§ **What this task involves**
Gather each line of the records below that includes the string "building".

===== Provided entries

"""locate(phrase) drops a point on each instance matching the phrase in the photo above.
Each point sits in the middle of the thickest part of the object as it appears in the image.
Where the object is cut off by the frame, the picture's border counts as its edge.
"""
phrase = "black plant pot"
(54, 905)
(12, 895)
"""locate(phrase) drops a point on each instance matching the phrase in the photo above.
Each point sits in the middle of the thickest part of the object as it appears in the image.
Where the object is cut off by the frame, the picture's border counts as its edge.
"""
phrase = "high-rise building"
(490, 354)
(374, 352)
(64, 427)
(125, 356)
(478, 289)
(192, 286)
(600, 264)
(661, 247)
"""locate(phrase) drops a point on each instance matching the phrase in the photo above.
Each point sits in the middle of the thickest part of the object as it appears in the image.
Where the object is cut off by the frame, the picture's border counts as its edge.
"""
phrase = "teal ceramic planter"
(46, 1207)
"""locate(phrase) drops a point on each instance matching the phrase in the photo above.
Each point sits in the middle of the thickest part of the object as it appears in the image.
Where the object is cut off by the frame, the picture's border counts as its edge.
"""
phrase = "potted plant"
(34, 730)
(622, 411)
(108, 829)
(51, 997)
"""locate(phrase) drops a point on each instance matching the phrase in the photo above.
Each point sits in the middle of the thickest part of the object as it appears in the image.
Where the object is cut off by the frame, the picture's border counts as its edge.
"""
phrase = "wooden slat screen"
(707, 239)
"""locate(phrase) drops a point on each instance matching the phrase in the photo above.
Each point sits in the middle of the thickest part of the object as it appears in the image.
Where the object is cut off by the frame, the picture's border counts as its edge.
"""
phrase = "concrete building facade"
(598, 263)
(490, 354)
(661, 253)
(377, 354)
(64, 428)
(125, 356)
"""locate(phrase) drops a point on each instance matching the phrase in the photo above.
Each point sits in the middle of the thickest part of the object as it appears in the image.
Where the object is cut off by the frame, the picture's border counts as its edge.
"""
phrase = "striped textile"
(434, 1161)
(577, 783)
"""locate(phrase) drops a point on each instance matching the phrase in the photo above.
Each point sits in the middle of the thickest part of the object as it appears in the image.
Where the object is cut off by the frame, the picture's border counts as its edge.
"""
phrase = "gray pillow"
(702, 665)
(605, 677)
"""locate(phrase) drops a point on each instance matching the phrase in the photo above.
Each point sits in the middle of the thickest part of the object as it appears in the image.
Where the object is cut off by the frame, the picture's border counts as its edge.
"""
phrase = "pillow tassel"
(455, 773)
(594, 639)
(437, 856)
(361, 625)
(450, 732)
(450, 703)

==========

§ **Written solution**
phrase = "high-rise building"
phrase = "concrete building facade"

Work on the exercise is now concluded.